[Problem statement]: Copy every line of the material below word for word.

[start]

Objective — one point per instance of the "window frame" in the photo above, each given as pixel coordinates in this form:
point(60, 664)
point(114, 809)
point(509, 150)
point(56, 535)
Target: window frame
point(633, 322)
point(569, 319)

[end]

[Output below]:
Objective — one point per instance of the "window frame" in the photo above, each given as pixel coordinates in this form:
point(60, 664)
point(114, 809)
point(509, 150)
point(56, 535)
Target: window frame
point(633, 322)
point(569, 319)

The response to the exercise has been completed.